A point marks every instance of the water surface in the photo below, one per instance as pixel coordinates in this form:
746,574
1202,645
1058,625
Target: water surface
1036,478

────────────────────────────────────────

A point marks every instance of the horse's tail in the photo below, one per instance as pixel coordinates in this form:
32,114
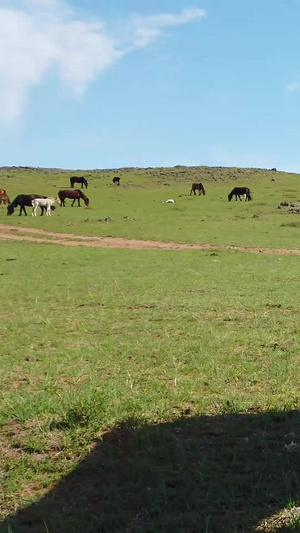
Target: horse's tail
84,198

────────────────────────────────────────

◆ **Problem details**
Which of the lines above contain the string "horse", with uppercase and lowercase treated as different? Pull out each of those lines and copy it whole.

◆ **Solved exercise**
A point marks every instance of the horse's tail in the photo below, one per instance as pixel coordinates in this form:
Target: horse's tail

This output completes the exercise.